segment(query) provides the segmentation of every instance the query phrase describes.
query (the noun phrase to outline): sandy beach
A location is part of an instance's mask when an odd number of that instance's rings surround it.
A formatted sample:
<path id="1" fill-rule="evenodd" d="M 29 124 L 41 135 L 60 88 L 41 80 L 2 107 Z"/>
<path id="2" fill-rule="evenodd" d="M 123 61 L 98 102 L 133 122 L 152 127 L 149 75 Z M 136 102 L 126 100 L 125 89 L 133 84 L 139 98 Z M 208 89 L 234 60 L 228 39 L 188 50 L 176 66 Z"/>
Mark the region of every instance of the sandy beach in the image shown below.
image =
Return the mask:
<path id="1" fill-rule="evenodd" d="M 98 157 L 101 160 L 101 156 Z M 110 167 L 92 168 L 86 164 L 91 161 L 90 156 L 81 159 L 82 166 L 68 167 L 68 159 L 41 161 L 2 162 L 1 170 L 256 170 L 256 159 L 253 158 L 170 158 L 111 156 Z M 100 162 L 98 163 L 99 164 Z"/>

OBJECTIVE:
Give back all the data exactly as written.

TASK OUTPUT:
segment(query) provides the segmentation of every instance the query phrase describes.
query (the noun phrase to outline): sandy beach
A location is part of an instance's mask when an odd number of that instance's rings surround it.
A formatted sample:
<path id="1" fill-rule="evenodd" d="M 29 124 L 41 135 L 60 88 L 41 80 L 2 107 Z"/>
<path id="2" fill-rule="evenodd" d="M 123 61 L 98 102 L 133 122 L 152 127 L 149 75 Z M 136 102 L 126 100 L 125 89 L 133 84 L 139 98 Z M 208 89 L 234 60 L 228 39 L 188 50 L 176 66 Z"/>
Mark the region of every instance of the sandy beach in the image shown below.
image =
Return the mask:
<path id="1" fill-rule="evenodd" d="M 98 157 L 101 160 L 101 156 Z M 110 167 L 92 168 L 86 164 L 91 161 L 90 156 L 81 159 L 82 166 L 68 167 L 68 159 L 41 161 L 2 162 L 1 170 L 256 170 L 256 159 L 253 158 L 170 158 L 111 156 Z M 100 162 L 98 163 L 99 164 Z"/>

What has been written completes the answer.